** Prompt A **
In the C++ string question below, list every variable whose end-of-line comment gives the value 1.
** Prompt B **
Reproduce the C++ string question below from "String after appending" up to and including "is like that?".
** Prompt C **
Resume the C++ string question below, writing on from its last sentence.

** Document **
---
String after appending Char changning its size - c++

I want to test what if string append char's size, and below is the outcome.
I know that the string end with the null character, but why the outcome is like that?
#include <iostream>
#include <string>
using namespace std;
int main(){
string a = "" + 'a'; //3
string b = "" + '1'; //2
string c = "a" + 'a'; //2
string d = "1" + '1'; //3
string e = "\0" + 'a'; //20
string f = "\0" + '1'; //1
string g = "a" + '\0'; //1
string h = "1" + '\0'; //1
string i = "" + '\0'; //0
string j = "" + '\0'; //0
cout << a.size() << endl;
cout << b.size() << endl;
cout << c.size() << endl;
cout << d.size() << endl;
cout << e.size() << endl;
cout << f.size() << endl;
cout << g.size() << endl;
cout << h.size() << endl;
cout << i.size() << endl;
cout << j.size() << endl;
return 0;
}

Your code is not doing what you think.
---
** Collected data **
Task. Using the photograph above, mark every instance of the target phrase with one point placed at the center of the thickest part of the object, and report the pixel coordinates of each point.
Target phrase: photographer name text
---
** Task answer A **
f, g, h

** Task answer B **
String after appending Char changning its size - c++

I want to test what if string append char's size, and below is the outcome.
I know that the string end with the null character, but why the outcome is like that?

** Task answer C **
String literals decay to const char *, and char is an integer type. If you try to sum them, the compiler finds that the simplest way to make sense of that stuff is to convert chars to ints, so the result is performing pointer arithmetic over the string literals - e.g. ""+'a' goes to the 97th character in memory after the beginning of the string literal "" (if 'a' is represented by 97 on your platform).
This results in garbage being passed to the string constructor, which will store inside the string being constructed whatever it finds at these locations of memory until it founds a \0 terminator. Hence the "strange" results you get (which aren't reproducible, since the exact memory layout of the string table depends from the compiler).
Of course all this is undefined behavior as far as the standard is concerned (you are accessing char arrays outside their bounds, apart from the cases where you add \0).
To make your code do what you mean, at least one of the operands must be of type string:
string c = string("a") + 'a';
or
string c = "a" + string("a");
so the compiler will see the relevant overloads of operator+ that involve std::string.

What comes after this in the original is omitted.